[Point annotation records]
_ _ _ _

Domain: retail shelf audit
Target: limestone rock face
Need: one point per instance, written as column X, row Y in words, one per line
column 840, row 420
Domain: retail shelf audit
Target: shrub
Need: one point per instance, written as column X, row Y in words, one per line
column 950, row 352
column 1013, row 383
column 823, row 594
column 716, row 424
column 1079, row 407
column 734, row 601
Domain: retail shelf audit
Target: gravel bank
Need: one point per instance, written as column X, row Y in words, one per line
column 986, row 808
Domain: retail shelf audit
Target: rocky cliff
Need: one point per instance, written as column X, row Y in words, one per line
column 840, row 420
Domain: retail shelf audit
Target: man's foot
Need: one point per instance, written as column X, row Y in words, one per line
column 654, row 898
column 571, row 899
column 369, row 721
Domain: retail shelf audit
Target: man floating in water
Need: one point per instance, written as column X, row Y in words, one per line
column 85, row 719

_ _ _ _

Written problem: Retype the entries exactly, including every line.

Answer for the task:
Domain: retail shelf audit
Target: limestone rock face
Need: one point per instance, written as column X, row Y in words, one per line
column 840, row 420
Domain: retail shelf audit
Target: shrub
Need: one point per instance, written as column X, row Y in words, one per line
column 950, row 352
column 1013, row 383
column 823, row 594
column 716, row 424
column 1079, row 407
column 734, row 601
Domain: retail shelf audit
Target: gravel bank
Need: one point per instance, written as column X, row Y in words, one per line
column 986, row 808
Domain: retail shelf audit
Target: rocky cliff
Need: one point per instance, written as column X, row Y in words, one per line
column 840, row 420
Domain: retail shelf audit
Target: man's foot
Need: one point per instance, written as column X, row Y in words, one per line
column 654, row 898
column 571, row 899
column 369, row 721
Domain: retail shelf audit
Target: man floating in water
Need: one point per instance, written as column X, row Y in words, one per line
column 85, row 719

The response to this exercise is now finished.